■ TUGAS 1 ■
Terjemahkan ke dalam bahasa Inggris kalimat berikut dari kutipan tentang kader putri PMII: "Kader putri cenderung merespon isu-isu yang kurang komprehensif dalam pemahaman."

■ KUTIPAN TERPILIH ■
*****

Melihat realita kondisi kader putri yang komplek akan
permasalahan, terkait kuantitas dan kualitas intelektual yang sampai hari ini
masih menjadi dua hal yang urgen. Hampir di semua komisariat atau rayon bahkan
tingkatan cabang kuantitas kader putri hingga hari ini semakin mengalami
degradasi, kapasitas intelektual masih menjadi satu hal yang diragukan, kader
putri masih terjebak dalam akar permasalahan yang ada pada dirinya sendiri,
ketidakpercayaan diri serta pengakuan terhadap kemampuan intelektual yang
dimiliki sehingga mampu bersaing dengan kader putra menjadi satu bagan yang
penting. Bahkan kemunduran yang tidak disertai dengan kapasitas intelektual
menjadi tolak ukur bahwa kader putri sampai hari ini masih terjebak pada
masalah mampu atau mau. Kader putri cenderung merespon
isu-isu yang kurang komprehensif dalam pemahaman. Keaktifan dan kecerdasan
kader putri yang tidak diimbangi dengan feminitas seorang muslimah, ini menjadi
penyebab pemikiran dan gerakan kader putri bersifat kelaki-lakian atau maskulin.
Kader PMII dengan kapasitas intelektual dan strategi
gerakan yang masif dapat menjadi kader-kader pemimpin dan stake holder di
setiap lini bangsa ini. Kritis terhadap isu-isu gender dan ketimpangan sosial
merupakan karakter yang dimiliki kader putri PMII, pengawalan kebijakan
pemerintah yang sensitif gender, pengentaskan kemiskinan perempuan dan memajukan pendidikan perempuan merupakan
contoh bentuk gerakan yang harus dilakukan kader yang sudah menempati posisi
tepat.
B.
Problem
Solving Pengkaderan Putri
Dalam suatu organisasi pasti akan menemui berbagai
masalah dalam mengahadapi konsistensi dan komitmen berorganisasi anggotanya.

*****

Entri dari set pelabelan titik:
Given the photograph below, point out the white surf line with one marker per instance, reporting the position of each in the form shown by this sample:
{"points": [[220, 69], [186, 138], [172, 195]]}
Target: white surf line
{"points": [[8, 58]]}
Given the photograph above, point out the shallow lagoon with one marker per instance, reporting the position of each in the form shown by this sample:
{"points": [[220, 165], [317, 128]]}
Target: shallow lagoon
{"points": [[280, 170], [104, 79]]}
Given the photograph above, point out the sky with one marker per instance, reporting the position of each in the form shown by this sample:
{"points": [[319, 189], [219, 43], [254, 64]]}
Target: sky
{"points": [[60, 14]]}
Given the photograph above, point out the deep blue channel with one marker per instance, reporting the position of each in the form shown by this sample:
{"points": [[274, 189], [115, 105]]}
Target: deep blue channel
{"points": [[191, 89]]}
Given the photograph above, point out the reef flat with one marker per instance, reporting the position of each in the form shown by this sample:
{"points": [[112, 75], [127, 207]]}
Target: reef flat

*****

■ TUGAS 2 ■
Tuliskan ulang entri di atas mulai dari baris yang memuat "Given the photograph above, point out the shallow" sampai akhir entri, kedua ujungnya termasuk, dengan tetap mencantumkan teks permintaan dan menggeser setiap koordinat titik pada jawaban sebesar -20.

■ JAWABAN LATIHAN 1 ■
Female cadres tend to respond to issues with a less comprehensive understanding.

■ JAWABAN LATIHAN 2 ■
Given the photograph above, point out the shallow lagoon with one marker per instance, reporting the position of each in the form shown by this sample:
{"points": [[220, 165], [317, 128]]}
Target: shallow lagoon
{"points": [[260, 150], [84, 59]]}
Given the photograph above, point out the sky with one marker per instance, reporting the position of each in the form shown by this sample:
{"points": [[319, 189], [219, 43], [254, 64]]}
Target: sky
{"points": [[40, -6]]}
Given the photograph above, point out the deep blue channel with one marker per instance, reporting the position of each in the form shown by this sample:
{"points": [[274, 189], [115, 105]]}
Target: deep blue channel
{"points": [[171, 69]]}
Given the photograph above, point out the reef flat with one marker per instance, reporting the position of each in the form shown by this sample:
{"points": [[112, 75], [127, 207]]}
Target: reef flat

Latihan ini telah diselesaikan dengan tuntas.